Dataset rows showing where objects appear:
↓↓↓

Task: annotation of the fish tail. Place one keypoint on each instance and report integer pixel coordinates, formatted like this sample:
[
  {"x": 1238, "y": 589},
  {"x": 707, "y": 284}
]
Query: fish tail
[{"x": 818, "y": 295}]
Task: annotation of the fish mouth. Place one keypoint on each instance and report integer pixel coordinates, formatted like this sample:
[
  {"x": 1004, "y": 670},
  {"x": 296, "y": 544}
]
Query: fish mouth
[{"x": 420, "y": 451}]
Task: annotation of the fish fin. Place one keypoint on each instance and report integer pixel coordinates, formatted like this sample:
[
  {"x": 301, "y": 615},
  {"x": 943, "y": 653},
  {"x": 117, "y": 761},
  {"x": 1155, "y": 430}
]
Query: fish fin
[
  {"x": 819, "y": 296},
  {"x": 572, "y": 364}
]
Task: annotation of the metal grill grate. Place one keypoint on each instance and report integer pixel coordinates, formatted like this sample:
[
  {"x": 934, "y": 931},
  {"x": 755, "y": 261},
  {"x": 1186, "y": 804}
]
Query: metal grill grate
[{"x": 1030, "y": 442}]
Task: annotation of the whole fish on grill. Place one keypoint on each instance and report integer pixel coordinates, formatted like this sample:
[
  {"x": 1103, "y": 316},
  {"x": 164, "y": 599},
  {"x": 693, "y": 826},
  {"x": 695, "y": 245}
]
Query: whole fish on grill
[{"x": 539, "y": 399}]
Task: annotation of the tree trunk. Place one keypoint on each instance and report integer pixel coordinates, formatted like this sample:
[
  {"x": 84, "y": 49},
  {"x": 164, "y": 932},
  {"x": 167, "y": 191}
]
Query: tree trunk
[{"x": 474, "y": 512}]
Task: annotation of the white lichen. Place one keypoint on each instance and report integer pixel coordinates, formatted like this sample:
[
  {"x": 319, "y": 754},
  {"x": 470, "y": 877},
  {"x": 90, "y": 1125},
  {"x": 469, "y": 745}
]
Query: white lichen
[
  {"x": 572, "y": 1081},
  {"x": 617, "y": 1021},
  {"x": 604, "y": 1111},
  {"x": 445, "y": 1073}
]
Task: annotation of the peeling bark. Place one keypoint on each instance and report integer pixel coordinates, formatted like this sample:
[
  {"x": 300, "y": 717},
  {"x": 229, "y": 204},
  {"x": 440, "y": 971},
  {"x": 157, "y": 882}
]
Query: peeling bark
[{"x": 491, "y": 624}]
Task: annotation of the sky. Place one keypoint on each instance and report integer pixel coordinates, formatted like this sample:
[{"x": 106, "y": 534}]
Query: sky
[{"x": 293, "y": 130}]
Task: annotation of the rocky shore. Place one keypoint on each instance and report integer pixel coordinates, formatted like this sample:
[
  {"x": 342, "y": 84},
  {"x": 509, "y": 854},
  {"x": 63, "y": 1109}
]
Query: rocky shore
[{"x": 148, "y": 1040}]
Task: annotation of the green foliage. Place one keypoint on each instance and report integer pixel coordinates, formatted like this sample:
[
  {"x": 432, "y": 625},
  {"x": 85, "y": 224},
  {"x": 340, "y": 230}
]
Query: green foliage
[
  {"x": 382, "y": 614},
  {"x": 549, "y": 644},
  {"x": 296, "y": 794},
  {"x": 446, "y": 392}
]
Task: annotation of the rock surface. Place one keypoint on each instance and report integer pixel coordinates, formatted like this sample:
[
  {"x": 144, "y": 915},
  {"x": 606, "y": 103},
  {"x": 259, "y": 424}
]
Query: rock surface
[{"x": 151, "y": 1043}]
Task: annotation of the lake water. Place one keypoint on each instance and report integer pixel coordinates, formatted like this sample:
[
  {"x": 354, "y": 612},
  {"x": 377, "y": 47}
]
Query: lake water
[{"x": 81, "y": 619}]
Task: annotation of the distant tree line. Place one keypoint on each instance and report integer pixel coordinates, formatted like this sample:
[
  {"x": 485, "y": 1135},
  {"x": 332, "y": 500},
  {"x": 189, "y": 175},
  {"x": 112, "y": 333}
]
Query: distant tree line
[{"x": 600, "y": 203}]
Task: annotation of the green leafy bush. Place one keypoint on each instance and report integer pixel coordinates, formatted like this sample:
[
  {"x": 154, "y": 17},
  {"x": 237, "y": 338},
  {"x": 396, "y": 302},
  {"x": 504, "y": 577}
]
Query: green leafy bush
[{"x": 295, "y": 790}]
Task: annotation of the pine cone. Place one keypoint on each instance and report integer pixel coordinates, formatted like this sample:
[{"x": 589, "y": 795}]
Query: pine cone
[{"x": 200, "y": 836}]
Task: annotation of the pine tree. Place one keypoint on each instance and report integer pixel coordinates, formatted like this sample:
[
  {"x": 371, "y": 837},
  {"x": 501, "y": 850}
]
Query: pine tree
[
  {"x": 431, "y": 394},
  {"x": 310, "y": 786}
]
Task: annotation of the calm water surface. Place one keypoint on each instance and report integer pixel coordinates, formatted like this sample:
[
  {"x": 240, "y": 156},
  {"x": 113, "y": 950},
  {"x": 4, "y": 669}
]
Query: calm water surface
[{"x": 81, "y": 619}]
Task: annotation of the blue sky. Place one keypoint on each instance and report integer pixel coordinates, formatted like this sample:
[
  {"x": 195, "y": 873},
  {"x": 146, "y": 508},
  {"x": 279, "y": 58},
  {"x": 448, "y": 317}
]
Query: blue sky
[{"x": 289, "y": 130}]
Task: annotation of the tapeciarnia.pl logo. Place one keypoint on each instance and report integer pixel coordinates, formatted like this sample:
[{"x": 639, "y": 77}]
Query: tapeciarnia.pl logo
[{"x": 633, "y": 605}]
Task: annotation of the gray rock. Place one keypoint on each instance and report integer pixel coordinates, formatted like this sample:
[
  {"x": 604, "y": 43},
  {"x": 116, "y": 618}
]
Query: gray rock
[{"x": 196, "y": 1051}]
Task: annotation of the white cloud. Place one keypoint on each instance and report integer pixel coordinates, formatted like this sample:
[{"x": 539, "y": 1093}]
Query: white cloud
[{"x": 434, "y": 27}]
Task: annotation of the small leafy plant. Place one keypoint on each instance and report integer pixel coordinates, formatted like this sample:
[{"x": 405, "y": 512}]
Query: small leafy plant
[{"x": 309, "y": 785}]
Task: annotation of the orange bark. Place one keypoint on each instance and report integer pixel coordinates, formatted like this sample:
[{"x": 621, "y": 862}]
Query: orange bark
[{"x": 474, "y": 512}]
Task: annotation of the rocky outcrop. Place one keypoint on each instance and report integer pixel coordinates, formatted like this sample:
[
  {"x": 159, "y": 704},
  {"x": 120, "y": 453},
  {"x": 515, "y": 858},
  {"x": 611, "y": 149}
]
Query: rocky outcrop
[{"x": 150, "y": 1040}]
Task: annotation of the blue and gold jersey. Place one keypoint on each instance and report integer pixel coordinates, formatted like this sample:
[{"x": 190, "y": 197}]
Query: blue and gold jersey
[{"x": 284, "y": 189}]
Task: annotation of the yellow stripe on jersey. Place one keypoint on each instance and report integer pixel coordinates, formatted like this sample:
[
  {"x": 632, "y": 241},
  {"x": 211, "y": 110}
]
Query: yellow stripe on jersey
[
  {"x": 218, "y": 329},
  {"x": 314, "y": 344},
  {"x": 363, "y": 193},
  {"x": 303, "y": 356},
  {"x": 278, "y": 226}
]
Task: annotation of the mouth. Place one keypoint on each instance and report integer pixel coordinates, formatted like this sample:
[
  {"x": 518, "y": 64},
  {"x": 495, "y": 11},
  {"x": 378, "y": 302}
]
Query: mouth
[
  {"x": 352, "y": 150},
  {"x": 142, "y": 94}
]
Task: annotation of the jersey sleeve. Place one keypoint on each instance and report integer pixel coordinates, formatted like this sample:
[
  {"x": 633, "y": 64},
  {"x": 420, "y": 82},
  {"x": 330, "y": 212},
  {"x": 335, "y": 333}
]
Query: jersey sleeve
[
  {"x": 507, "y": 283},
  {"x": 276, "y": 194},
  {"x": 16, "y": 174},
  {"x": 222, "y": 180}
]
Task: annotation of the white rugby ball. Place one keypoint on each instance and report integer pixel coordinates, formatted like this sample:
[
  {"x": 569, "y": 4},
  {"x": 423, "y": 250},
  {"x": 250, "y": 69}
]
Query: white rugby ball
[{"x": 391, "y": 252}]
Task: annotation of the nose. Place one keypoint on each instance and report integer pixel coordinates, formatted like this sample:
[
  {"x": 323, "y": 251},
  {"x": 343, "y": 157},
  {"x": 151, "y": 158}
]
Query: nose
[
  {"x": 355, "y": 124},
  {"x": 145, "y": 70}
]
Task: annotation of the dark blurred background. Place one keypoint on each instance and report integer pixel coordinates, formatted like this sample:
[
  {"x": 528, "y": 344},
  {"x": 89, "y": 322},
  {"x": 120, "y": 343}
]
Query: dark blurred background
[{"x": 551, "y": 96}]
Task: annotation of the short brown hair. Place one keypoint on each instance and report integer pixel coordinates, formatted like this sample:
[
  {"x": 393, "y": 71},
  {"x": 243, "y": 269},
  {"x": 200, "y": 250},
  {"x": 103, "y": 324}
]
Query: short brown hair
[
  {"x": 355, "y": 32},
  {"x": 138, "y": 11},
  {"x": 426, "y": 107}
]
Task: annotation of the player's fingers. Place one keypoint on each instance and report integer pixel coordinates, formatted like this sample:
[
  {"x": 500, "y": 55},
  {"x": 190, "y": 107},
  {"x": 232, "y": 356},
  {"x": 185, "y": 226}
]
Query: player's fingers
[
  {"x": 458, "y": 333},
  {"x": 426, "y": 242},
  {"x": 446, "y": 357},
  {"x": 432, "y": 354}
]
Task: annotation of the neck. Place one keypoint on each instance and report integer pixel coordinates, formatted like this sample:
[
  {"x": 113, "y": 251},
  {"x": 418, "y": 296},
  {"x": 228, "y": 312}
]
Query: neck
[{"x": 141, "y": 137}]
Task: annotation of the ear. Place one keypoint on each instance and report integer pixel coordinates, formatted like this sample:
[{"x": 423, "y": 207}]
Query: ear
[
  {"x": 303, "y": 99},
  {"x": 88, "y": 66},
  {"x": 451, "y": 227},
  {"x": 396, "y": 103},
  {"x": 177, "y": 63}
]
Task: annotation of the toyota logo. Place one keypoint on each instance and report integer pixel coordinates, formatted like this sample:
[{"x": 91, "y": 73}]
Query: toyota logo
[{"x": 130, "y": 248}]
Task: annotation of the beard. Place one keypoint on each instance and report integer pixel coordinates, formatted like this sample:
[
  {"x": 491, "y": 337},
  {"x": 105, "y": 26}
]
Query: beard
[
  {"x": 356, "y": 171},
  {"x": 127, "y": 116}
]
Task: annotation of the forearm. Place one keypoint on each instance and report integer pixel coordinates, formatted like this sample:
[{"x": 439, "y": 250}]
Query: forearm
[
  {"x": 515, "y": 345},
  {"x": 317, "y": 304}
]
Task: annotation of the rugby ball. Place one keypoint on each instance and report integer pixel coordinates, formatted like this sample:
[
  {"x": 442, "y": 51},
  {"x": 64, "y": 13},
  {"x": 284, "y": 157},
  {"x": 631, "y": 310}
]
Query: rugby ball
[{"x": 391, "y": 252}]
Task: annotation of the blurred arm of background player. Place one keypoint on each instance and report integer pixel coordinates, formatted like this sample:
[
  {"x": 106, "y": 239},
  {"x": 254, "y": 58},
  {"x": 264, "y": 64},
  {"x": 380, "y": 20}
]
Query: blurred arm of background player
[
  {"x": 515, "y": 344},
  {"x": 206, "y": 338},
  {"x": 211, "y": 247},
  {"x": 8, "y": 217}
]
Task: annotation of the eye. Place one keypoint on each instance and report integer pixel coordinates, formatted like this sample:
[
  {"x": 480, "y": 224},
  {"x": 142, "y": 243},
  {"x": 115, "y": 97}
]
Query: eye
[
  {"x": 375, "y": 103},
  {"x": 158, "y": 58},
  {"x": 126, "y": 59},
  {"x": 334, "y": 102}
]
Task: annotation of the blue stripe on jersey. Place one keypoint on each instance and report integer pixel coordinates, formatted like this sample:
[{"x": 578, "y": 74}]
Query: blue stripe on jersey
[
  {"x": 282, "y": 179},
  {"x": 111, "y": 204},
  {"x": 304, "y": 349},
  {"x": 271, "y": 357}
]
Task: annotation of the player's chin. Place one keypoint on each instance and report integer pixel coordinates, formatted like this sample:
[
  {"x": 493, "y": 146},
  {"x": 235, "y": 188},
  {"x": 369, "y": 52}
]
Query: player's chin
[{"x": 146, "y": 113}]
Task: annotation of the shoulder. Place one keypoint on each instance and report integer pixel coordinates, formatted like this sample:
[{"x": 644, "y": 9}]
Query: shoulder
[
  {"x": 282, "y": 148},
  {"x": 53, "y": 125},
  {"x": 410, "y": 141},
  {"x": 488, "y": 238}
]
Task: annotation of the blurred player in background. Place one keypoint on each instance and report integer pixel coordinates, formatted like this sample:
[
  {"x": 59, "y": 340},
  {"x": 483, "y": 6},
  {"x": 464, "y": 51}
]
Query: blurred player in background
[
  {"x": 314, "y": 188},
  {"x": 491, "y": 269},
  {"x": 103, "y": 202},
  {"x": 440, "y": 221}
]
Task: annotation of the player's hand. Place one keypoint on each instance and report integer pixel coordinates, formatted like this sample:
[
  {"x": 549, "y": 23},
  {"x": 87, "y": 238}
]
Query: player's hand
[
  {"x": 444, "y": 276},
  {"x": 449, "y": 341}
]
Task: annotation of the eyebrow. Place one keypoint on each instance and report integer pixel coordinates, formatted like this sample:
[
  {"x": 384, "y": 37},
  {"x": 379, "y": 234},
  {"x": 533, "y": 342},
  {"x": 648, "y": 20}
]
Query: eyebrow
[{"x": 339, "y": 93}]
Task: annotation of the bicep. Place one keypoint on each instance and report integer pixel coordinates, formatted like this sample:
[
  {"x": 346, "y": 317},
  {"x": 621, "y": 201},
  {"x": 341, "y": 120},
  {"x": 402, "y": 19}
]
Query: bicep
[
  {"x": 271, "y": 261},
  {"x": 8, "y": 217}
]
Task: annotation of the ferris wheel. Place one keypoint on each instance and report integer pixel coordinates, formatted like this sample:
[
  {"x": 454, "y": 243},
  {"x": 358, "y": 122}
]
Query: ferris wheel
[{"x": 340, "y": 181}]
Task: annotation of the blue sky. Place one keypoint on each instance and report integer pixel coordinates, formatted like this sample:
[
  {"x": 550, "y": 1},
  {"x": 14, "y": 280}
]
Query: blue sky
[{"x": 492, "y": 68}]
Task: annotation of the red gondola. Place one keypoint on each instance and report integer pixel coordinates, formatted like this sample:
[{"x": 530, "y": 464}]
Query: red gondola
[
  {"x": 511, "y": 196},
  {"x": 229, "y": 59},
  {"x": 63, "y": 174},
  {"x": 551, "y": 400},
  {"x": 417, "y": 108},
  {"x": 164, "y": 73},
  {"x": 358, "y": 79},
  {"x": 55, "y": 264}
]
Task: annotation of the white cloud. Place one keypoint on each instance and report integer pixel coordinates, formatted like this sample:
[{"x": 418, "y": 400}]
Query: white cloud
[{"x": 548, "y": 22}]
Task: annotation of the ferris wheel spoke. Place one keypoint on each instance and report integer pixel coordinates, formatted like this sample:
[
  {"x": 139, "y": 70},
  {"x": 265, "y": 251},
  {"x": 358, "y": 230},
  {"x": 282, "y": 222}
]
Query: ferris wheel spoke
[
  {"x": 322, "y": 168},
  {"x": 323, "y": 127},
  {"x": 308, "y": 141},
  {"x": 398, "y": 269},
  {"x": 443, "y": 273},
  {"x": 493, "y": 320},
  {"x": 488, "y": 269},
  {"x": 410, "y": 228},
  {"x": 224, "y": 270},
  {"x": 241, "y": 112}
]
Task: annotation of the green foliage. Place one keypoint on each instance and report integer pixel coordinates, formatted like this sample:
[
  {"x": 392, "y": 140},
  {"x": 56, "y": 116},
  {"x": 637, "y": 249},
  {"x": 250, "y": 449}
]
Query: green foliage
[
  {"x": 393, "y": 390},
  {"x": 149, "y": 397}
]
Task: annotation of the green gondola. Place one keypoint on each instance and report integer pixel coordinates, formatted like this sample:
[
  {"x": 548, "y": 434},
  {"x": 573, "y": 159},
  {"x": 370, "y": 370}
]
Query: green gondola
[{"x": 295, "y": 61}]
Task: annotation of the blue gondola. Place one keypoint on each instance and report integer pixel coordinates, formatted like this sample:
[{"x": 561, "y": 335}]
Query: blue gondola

↑↑↑

WHAT IS NEEDED —
Rewrite the lines from the line with "Task: annotation of the rocky outcrop." to the line with "Query: rocky outcrop", putting "stone ridge" in place of "rocky outcrop" and keeping everything else unchanged.

WRITTEN RESPONSE —
Task: annotation of the stone ridge. Place one keypoint on each instance and report integer pixel coordinates, formatted like this sample:
[
  {"x": 159, "y": 704},
  {"x": 120, "y": 453},
  {"x": 515, "y": 858},
  {"x": 611, "y": 149}
]
Query: stone ridge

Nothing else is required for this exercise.